→ **DOCUMENT PASSAGE**:
----------------------------------------
- Filename extension: .cif
- Type of format: EDA file format

= Caltech Intermediate Form =

EDA file format for integrated circuits

Caltech Intermediate Form (CIF) is a file format for describing integrated circuits.
CIF provides a limited set of graphics primitives that are useful for describing the two-dimensional
shapes on the different layers of a chip.
The format allows hierarchical description, which makes the representation concise.
In addition, it is a terse but human-readable text format.

CIF was created by Ivan Sutherland and Ron Ayres in 1976, with improvements by Carlo H. Séquin, Douglas Fairbairn and Stephen Trimberger. The written specification was later updated by Robert Sproull and Richard Lyon and revised by Stephen Trimberger.

== Overview ==

Each statement in CIF consists of a keyword or letter followed by parameters and terminated
with a semicolon.
Spaces must separate the parameters but there are no restrictions on the number of statements
per line or of the particular columns of any field.
Comments can be inserted anywhere by enclosing them in parentheses.

There are only a few CIF statements and they fall into one of two categories: geometry or control.
The geometry statements are: LAYER to switch mask layers, BOX to draw a
rectangle, WIRE to draw a path, ROUNDFLASH to draw a circle, POLYGON to draw an arbitrary
figure, and CALL to draw a subroutine of other geometry statements.
The control statements are DS to start the definition of a subroutine, DF to finish the
definition of a subroutine, DD to delete the definition of subroutines, 0 through 9 to
include additional user-specified information, and END to terminate a CIF file.
----------------------------------------
→ **INFORMATION**:
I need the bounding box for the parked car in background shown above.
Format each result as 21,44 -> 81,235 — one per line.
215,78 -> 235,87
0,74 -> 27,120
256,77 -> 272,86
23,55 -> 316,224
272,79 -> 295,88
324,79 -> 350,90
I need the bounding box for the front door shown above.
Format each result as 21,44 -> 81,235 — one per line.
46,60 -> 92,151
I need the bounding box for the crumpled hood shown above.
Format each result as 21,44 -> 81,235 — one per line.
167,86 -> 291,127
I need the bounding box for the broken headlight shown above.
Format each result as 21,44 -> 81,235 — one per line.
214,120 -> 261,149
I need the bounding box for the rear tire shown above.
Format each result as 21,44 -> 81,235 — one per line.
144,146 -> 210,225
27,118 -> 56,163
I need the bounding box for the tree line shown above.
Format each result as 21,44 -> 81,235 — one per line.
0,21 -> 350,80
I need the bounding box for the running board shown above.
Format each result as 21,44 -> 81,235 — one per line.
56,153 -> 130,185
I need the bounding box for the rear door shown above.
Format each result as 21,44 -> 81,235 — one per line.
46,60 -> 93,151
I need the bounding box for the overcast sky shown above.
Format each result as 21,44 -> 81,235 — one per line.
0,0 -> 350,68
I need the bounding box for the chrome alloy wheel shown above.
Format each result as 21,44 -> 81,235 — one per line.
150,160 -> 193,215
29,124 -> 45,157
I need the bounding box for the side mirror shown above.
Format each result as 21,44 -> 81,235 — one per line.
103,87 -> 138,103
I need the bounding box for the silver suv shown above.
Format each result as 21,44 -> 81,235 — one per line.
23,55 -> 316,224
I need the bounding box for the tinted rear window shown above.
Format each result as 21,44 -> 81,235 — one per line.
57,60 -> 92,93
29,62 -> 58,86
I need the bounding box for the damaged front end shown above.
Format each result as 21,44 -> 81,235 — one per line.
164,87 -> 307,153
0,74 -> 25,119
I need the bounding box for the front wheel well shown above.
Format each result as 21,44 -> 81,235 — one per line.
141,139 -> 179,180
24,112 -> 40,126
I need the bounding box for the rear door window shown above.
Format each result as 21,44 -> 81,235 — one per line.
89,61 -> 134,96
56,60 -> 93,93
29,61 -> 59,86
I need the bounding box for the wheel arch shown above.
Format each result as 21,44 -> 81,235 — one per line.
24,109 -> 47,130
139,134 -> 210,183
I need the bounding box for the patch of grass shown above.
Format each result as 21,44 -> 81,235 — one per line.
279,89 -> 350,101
----------------------------------------
→ **EXPLORE THE MATERIAL**:
(1) According to the Caltech Intermediate Form text, what character ends each statement?
(2) Write the next part of the Caltech Intermediate Form text, picking up after its final sentence.

→ **ANSWERS TO THE EXERCISES**:
(1) A semicolon.

(2)
All of these keywords are usually abbreviated to one or two letters that are unique.

== Geometry ==

The LAYER statement (or the letter L) sets the mask layer to be used
for all subsequent geometry until the next such statement.
Following the LAYER keyword comes a single layer-name parameter.
For example, the command:

    L CC;

sets the layer to be the CMOS contact cut (see Fig. B.1 for some typical MOS layer names).

| NM | nMOS metal |
| NP | nMOS polysilicon |
| ND | nMOS diffusion |
| NC | nMOS contact |
| NI | nMOS implant |
| NB | nMOS buried |
| NG | nMOS overglass |
| CMF | CMOS metal 1 |
| CMS | CMOS metal 2 |
| CPG | CMOS polysilicon |
| CAA | CMOS active |
| CSG | CMOS select |
| CWG | CMOS well |
| CC | CMOS contact |
| CVA | CMOS via |
| COG | CMOS overglass |
FIGURE B.1 CIF layer names for MOS processes.

The BOX statement (or the letter B) is the most commonly used way of
specifying geometry.
It describes a rectangle by giving its length, width, center position, and an optional rotation.
The format is as follows:

    B length width xpos ypos [rotation] ;

Without the rotation field, the four numbers specify a box the center of which is
at (xpos, ypos) and is length across in x and width tall in y.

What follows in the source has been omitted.